INSTRUCTIONS FOR THE TASK
Edit the data from the line with "Task: point: the dark" through the end, replacing "ceiling rafter" with "roof rafter" and leaving everything else unchanged. Return only those lines.

(Location annotation dataset excerpts)
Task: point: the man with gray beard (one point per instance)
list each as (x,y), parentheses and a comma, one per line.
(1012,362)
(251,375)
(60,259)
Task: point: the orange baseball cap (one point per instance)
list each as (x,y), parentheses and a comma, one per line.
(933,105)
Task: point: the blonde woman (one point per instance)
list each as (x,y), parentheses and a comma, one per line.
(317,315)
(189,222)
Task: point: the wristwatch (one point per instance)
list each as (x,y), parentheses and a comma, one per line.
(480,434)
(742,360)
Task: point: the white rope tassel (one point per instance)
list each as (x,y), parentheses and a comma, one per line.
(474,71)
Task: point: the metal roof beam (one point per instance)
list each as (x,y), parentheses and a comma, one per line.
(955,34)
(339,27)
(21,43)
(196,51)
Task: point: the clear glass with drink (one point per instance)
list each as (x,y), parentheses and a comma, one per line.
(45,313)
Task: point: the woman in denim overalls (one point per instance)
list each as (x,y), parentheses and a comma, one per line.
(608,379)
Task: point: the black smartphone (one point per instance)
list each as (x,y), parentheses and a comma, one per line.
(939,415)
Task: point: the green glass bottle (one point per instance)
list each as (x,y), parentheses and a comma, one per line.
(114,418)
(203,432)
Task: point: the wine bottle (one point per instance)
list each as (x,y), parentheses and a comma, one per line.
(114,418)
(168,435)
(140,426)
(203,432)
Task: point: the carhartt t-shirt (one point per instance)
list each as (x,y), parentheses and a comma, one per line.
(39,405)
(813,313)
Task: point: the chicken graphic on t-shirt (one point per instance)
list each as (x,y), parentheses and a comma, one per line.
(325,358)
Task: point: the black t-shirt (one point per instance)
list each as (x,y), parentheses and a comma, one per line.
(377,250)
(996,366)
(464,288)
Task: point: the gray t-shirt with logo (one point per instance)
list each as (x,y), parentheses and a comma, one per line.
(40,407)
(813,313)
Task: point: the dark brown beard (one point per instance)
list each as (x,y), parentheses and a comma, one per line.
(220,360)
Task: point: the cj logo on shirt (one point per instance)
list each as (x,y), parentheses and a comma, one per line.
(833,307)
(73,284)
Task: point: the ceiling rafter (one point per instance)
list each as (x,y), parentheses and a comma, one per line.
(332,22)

RESPONSE BELOW
Task: point: the dark brown beard (one point per instance)
list each as (x,y), parentheses and a comma, one per line.
(220,360)
Task: point: the cj logo on shirt (one point per instance)
list each as (x,y), parentheses and a comma, one per line.
(833,307)
(73,284)
Task: point: the roof rafter (one point per instance)
list each as (x,y), parentheses and a comma, one per line.
(332,22)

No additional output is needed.